What to work on: Look at each line below and tally those holding "steel"; answer with that figure and nothing else.

Dataset entries
►
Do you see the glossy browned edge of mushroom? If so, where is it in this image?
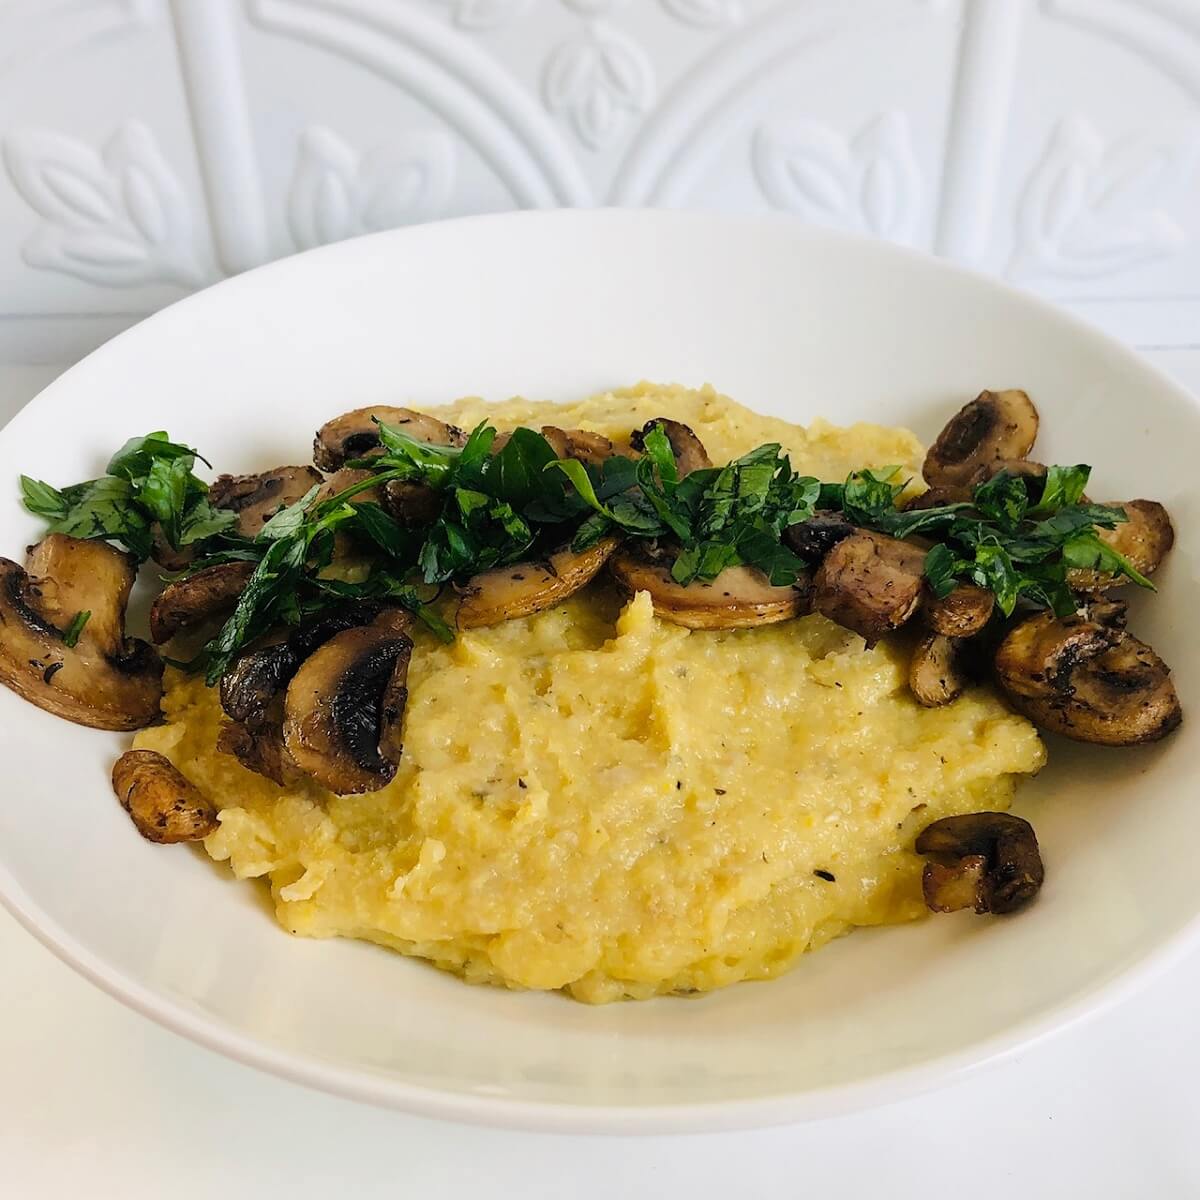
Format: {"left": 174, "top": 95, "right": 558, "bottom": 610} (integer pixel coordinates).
{"left": 0, "top": 534, "right": 162, "bottom": 730}
{"left": 312, "top": 405, "right": 466, "bottom": 472}
{"left": 609, "top": 543, "right": 811, "bottom": 630}
{"left": 813, "top": 530, "right": 926, "bottom": 645}
{"left": 208, "top": 465, "right": 323, "bottom": 537}
{"left": 112, "top": 749, "right": 217, "bottom": 843}
{"left": 1066, "top": 499, "right": 1174, "bottom": 594}
{"left": 456, "top": 537, "right": 621, "bottom": 629}
{"left": 281, "top": 609, "right": 415, "bottom": 794}
{"left": 994, "top": 609, "right": 1181, "bottom": 746}
{"left": 923, "top": 389, "right": 1040, "bottom": 487}
{"left": 916, "top": 812, "right": 1044, "bottom": 914}
{"left": 149, "top": 560, "right": 255, "bottom": 644}
{"left": 630, "top": 418, "right": 712, "bottom": 476}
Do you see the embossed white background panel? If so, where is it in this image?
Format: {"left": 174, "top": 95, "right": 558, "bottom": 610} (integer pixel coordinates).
{"left": 1, "top": 0, "right": 1199, "bottom": 360}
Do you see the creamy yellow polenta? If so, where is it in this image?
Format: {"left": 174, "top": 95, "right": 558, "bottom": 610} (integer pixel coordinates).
{"left": 134, "top": 384, "right": 1046, "bottom": 1003}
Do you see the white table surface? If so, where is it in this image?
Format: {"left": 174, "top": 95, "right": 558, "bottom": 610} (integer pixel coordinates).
{"left": 3, "top": 352, "right": 1200, "bottom": 1198}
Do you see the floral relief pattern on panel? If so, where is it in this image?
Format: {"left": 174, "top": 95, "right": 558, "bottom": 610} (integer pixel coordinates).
{"left": 2, "top": 121, "right": 205, "bottom": 287}
{"left": 1008, "top": 116, "right": 1200, "bottom": 281}
{"left": 288, "top": 126, "right": 456, "bottom": 250}
{"left": 753, "top": 112, "right": 922, "bottom": 242}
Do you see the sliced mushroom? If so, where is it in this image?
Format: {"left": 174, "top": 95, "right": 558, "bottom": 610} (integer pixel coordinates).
{"left": 924, "top": 584, "right": 994, "bottom": 638}
{"left": 457, "top": 537, "right": 620, "bottom": 629}
{"left": 208, "top": 465, "right": 323, "bottom": 537}
{"left": 282, "top": 609, "right": 415, "bottom": 794}
{"left": 112, "top": 749, "right": 217, "bottom": 843}
{"left": 1066, "top": 499, "right": 1174, "bottom": 593}
{"left": 149, "top": 560, "right": 255, "bottom": 644}
{"left": 149, "top": 526, "right": 195, "bottom": 572}
{"left": 539, "top": 426, "right": 632, "bottom": 467}
{"left": 630, "top": 418, "right": 712, "bottom": 476}
{"left": 383, "top": 479, "right": 442, "bottom": 528}
{"left": 916, "top": 812, "right": 1044, "bottom": 915}
{"left": 902, "top": 483, "right": 973, "bottom": 512}
{"left": 782, "top": 512, "right": 856, "bottom": 564}
{"left": 0, "top": 535, "right": 162, "bottom": 730}
{"left": 909, "top": 633, "right": 971, "bottom": 707}
{"left": 609, "top": 543, "right": 811, "bottom": 630}
{"left": 995, "top": 610, "right": 1181, "bottom": 745}
{"left": 313, "top": 406, "right": 465, "bottom": 472}
{"left": 219, "top": 641, "right": 299, "bottom": 725}
{"left": 313, "top": 467, "right": 382, "bottom": 507}
{"left": 216, "top": 605, "right": 392, "bottom": 784}
{"left": 923, "top": 389, "right": 1039, "bottom": 487}
{"left": 969, "top": 459, "right": 1048, "bottom": 487}
{"left": 813, "top": 531, "right": 927, "bottom": 644}
{"left": 217, "top": 720, "right": 301, "bottom": 787}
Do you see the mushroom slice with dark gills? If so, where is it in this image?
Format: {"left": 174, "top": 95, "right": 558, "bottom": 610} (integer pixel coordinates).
{"left": 782, "top": 512, "right": 856, "bottom": 564}
{"left": 149, "top": 560, "right": 255, "bottom": 644}
{"left": 812, "top": 531, "right": 927, "bottom": 645}
{"left": 282, "top": 609, "right": 415, "bottom": 794}
{"left": 0, "top": 535, "right": 162, "bottom": 730}
{"left": 216, "top": 604, "right": 388, "bottom": 785}
{"left": 916, "top": 812, "right": 1044, "bottom": 915}
{"left": 1066, "top": 499, "right": 1174, "bottom": 594}
{"left": 208, "top": 465, "right": 323, "bottom": 537}
{"left": 923, "top": 389, "right": 1039, "bottom": 487}
{"left": 995, "top": 610, "right": 1181, "bottom": 746}
{"left": 608, "top": 543, "right": 811, "bottom": 631}
{"left": 112, "top": 749, "right": 217, "bottom": 844}
{"left": 313, "top": 405, "right": 466, "bottom": 472}
{"left": 456, "top": 537, "right": 621, "bottom": 629}
{"left": 630, "top": 418, "right": 712, "bottom": 476}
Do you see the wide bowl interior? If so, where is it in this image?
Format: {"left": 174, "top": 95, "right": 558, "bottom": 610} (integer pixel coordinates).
{"left": 0, "top": 211, "right": 1195, "bottom": 1132}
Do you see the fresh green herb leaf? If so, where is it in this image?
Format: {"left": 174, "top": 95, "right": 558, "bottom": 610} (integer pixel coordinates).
{"left": 1061, "top": 530, "right": 1155, "bottom": 590}
{"left": 20, "top": 475, "right": 69, "bottom": 522}
{"left": 972, "top": 470, "right": 1029, "bottom": 531}
{"left": 1031, "top": 464, "right": 1090, "bottom": 514}
{"left": 257, "top": 484, "right": 321, "bottom": 541}
{"left": 62, "top": 609, "right": 91, "bottom": 648}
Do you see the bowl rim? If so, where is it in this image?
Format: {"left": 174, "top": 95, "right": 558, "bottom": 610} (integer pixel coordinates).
{"left": 2, "top": 208, "right": 1198, "bottom": 1134}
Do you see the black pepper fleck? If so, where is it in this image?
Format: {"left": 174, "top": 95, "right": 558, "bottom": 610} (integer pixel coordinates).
{"left": 814, "top": 869, "right": 836, "bottom": 882}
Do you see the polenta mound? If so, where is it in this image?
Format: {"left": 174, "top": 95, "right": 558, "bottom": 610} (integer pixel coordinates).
{"left": 134, "top": 385, "right": 1045, "bottom": 1003}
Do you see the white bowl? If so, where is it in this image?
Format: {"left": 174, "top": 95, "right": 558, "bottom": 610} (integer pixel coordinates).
{"left": 0, "top": 211, "right": 1195, "bottom": 1133}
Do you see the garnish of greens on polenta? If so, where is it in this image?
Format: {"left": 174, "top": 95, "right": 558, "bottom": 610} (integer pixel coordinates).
{"left": 0, "top": 384, "right": 1181, "bottom": 999}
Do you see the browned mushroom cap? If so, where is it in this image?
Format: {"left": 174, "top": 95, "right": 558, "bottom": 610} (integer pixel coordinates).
{"left": 217, "top": 720, "right": 301, "bottom": 787}
{"left": 995, "top": 610, "right": 1181, "bottom": 745}
{"left": 630, "top": 418, "right": 712, "bottom": 476}
{"left": 313, "top": 406, "right": 466, "bottom": 472}
{"left": 909, "top": 633, "right": 972, "bottom": 707}
{"left": 112, "top": 749, "right": 217, "bottom": 843}
{"left": 813, "top": 531, "right": 927, "bottom": 644}
{"left": 782, "top": 512, "right": 856, "bottom": 564}
{"left": 609, "top": 543, "right": 811, "bottom": 630}
{"left": 902, "top": 483, "right": 973, "bottom": 512}
{"left": 383, "top": 480, "right": 442, "bottom": 528}
{"left": 916, "top": 812, "right": 1044, "bottom": 914}
{"left": 149, "top": 560, "right": 255, "bottom": 644}
{"left": 1066, "top": 499, "right": 1175, "bottom": 594}
{"left": 208, "top": 465, "right": 323, "bottom": 537}
{"left": 0, "top": 535, "right": 162, "bottom": 730}
{"left": 217, "top": 605, "right": 394, "bottom": 784}
{"left": 924, "top": 584, "right": 994, "bottom": 638}
{"left": 538, "top": 426, "right": 634, "bottom": 467}
{"left": 923, "top": 389, "right": 1039, "bottom": 487}
{"left": 313, "top": 467, "right": 382, "bottom": 507}
{"left": 457, "top": 537, "right": 620, "bottom": 629}
{"left": 282, "top": 609, "right": 415, "bottom": 794}
{"left": 969, "top": 459, "right": 1048, "bottom": 487}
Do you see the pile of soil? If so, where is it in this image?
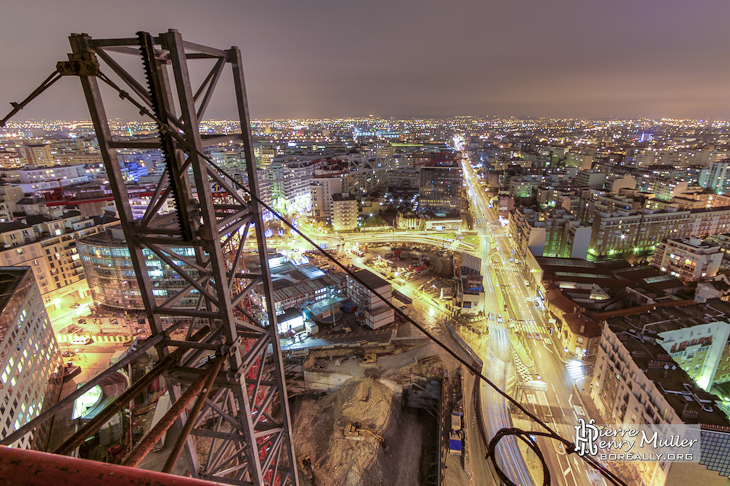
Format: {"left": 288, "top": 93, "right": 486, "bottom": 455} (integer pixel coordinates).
{"left": 292, "top": 377, "right": 423, "bottom": 486}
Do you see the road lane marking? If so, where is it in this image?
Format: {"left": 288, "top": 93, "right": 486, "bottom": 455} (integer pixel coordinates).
{"left": 542, "top": 340, "right": 553, "bottom": 353}
{"left": 536, "top": 349, "right": 542, "bottom": 358}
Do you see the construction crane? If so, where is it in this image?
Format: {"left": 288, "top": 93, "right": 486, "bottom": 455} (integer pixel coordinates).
{"left": 0, "top": 30, "right": 298, "bottom": 485}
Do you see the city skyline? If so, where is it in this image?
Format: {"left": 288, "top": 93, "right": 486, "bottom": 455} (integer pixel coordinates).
{"left": 2, "top": 0, "right": 730, "bottom": 122}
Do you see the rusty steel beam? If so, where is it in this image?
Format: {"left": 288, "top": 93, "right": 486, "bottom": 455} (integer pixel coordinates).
{"left": 53, "top": 326, "right": 211, "bottom": 456}
{"left": 122, "top": 355, "right": 227, "bottom": 468}
{"left": 162, "top": 355, "right": 226, "bottom": 474}
{"left": 0, "top": 445, "right": 212, "bottom": 486}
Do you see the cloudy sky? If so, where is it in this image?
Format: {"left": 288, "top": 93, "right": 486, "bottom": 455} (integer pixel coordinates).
{"left": 1, "top": 0, "right": 729, "bottom": 121}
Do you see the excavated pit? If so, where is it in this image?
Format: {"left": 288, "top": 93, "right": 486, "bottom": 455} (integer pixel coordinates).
{"left": 292, "top": 376, "right": 432, "bottom": 486}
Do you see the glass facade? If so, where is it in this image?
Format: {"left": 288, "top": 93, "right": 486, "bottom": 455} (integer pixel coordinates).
{"left": 78, "top": 230, "right": 201, "bottom": 312}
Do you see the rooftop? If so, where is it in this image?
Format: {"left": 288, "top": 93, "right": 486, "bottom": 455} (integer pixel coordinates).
{"left": 603, "top": 313, "right": 730, "bottom": 427}
{"left": 349, "top": 268, "right": 390, "bottom": 290}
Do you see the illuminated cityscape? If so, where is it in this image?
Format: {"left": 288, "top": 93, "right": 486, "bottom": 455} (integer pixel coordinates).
{"left": 1, "top": 114, "right": 730, "bottom": 486}
{"left": 2, "top": 1, "right": 730, "bottom": 485}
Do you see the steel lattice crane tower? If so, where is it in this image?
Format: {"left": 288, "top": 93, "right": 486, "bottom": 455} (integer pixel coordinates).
{"left": 4, "top": 30, "right": 299, "bottom": 485}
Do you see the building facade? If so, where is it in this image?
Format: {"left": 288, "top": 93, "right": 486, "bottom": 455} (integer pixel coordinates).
{"left": 419, "top": 165, "right": 462, "bottom": 215}
{"left": 591, "top": 315, "right": 730, "bottom": 486}
{"left": 78, "top": 225, "right": 200, "bottom": 313}
{"left": 0, "top": 267, "right": 62, "bottom": 450}
{"left": 346, "top": 269, "right": 394, "bottom": 330}
{"left": 331, "top": 193, "right": 358, "bottom": 231}
{"left": 651, "top": 237, "right": 723, "bottom": 282}
{"left": 0, "top": 213, "right": 113, "bottom": 311}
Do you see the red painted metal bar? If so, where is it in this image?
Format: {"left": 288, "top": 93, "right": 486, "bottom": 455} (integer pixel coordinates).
{"left": 53, "top": 326, "right": 211, "bottom": 456}
{"left": 162, "top": 354, "right": 226, "bottom": 473}
{"left": 121, "top": 355, "right": 225, "bottom": 468}
{"left": 0, "top": 445, "right": 211, "bottom": 486}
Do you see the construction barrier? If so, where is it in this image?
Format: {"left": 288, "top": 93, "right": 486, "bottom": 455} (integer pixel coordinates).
{"left": 56, "top": 334, "right": 133, "bottom": 343}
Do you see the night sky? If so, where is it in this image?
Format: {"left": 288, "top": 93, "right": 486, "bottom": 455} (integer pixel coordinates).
{"left": 2, "top": 0, "right": 729, "bottom": 121}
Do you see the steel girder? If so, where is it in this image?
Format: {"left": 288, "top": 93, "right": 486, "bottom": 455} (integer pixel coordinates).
{"left": 67, "top": 30, "right": 298, "bottom": 485}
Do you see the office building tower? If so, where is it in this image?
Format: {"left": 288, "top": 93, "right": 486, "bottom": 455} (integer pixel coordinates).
{"left": 419, "top": 165, "right": 462, "bottom": 215}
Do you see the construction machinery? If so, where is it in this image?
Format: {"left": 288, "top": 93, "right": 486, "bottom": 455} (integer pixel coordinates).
{"left": 343, "top": 423, "right": 384, "bottom": 444}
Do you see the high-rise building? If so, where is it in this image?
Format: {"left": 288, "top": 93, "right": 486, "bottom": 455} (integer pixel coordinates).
{"left": 419, "top": 164, "right": 462, "bottom": 215}
{"left": 700, "top": 160, "right": 730, "bottom": 195}
{"left": 331, "top": 193, "right": 358, "bottom": 232}
{"left": 310, "top": 176, "right": 342, "bottom": 219}
{"left": 0, "top": 267, "right": 62, "bottom": 450}
{"left": 268, "top": 157, "right": 314, "bottom": 213}
{"left": 0, "top": 212, "right": 113, "bottom": 311}
{"left": 591, "top": 309, "right": 730, "bottom": 485}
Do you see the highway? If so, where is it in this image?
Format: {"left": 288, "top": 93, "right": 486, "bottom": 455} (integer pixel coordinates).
{"left": 456, "top": 137, "right": 603, "bottom": 486}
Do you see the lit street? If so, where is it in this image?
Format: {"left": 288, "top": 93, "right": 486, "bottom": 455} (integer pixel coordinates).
{"left": 457, "top": 137, "right": 602, "bottom": 486}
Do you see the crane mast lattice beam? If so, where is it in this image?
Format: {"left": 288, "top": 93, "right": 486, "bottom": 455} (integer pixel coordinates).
{"left": 64, "top": 30, "right": 297, "bottom": 485}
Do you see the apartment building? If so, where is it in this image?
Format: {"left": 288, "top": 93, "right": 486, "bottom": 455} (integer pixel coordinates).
{"left": 309, "top": 175, "right": 342, "bottom": 219}
{"left": 700, "top": 160, "right": 730, "bottom": 194}
{"left": 0, "top": 212, "right": 114, "bottom": 310}
{"left": 575, "top": 169, "right": 606, "bottom": 189}
{"left": 268, "top": 157, "right": 314, "bottom": 213}
{"left": 589, "top": 208, "right": 691, "bottom": 260}
{"left": 565, "top": 152, "right": 593, "bottom": 170}
{"left": 508, "top": 174, "right": 543, "bottom": 198}
{"left": 651, "top": 237, "right": 723, "bottom": 282}
{"left": 509, "top": 207, "right": 591, "bottom": 261}
{"left": 331, "top": 193, "right": 358, "bottom": 231}
{"left": 0, "top": 186, "right": 24, "bottom": 222}
{"left": 591, "top": 311, "right": 730, "bottom": 486}
{"left": 21, "top": 144, "right": 54, "bottom": 167}
{"left": 419, "top": 164, "right": 463, "bottom": 215}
◄
Response to the task: 3